The success of local governments is dependent upon the strong and effective leaders within them. The Region of Excellence Award for Excellence in Government Leadership, named after former Centralina Executive Director James D. Prosser, honors those in our region who have demonstrated transformative and outstanding leadership within their town, municipality or county government. The 2021 winner and City of Kannapolis Manager Mike Legg serves as a role model in his community, consistently exhibiting high professional and personal standards through all aspects of public service.
Mike has been in his position as City Manager since 2004, having worked for the City since 1995 in various capacities. Over the past two decades, he has been involved in several projects in the community focused on transforming the once textile-based economy towards a regional economy expanding in areas of biotechnology and tourism. He has extensive experience working in local and regional government for the City of Charlotte, the City of Cape Coral, Florida and the Western Piedmont Council of Governments. He is a graduate of the University of North Carolina at Charlotte and serves on and or leads several boards and organizations, including the Cabarrus Economic Development Corporation, NC City and County Manager’s Association and the Kannapolis Education Foundation.

▶ [Assigned task A]: According to the award write-up, since what year has Mike Legg been City Manager of Kannapolis?
▶ [Assigned task B]: Duplicate the stretch of the award write-up from "The success of" through "of public service.".

[Region pointing data]
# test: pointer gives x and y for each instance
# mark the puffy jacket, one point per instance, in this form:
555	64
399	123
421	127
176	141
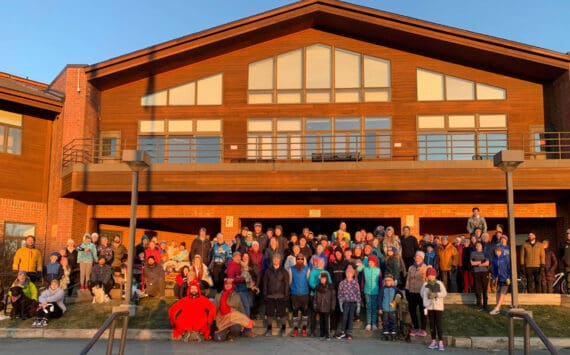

▶ [Worked solution A]: Since 2004.

▶ [Worked solution B]:
The success of local governments is dependent upon the strong and effective leaders within them. The Region of Excellence Award for Excellence in Government Leadership, named after former Centralina Executive Director James D. Prosser, honors those in our region who have demonstrated transformative and outstanding leadership within their town, municipality or county government. The 2021 winner and City of Kannapolis Manager Mike Legg serves as a role model in his community, consistently exhibiting high professional and personal standards through all aspects of public service.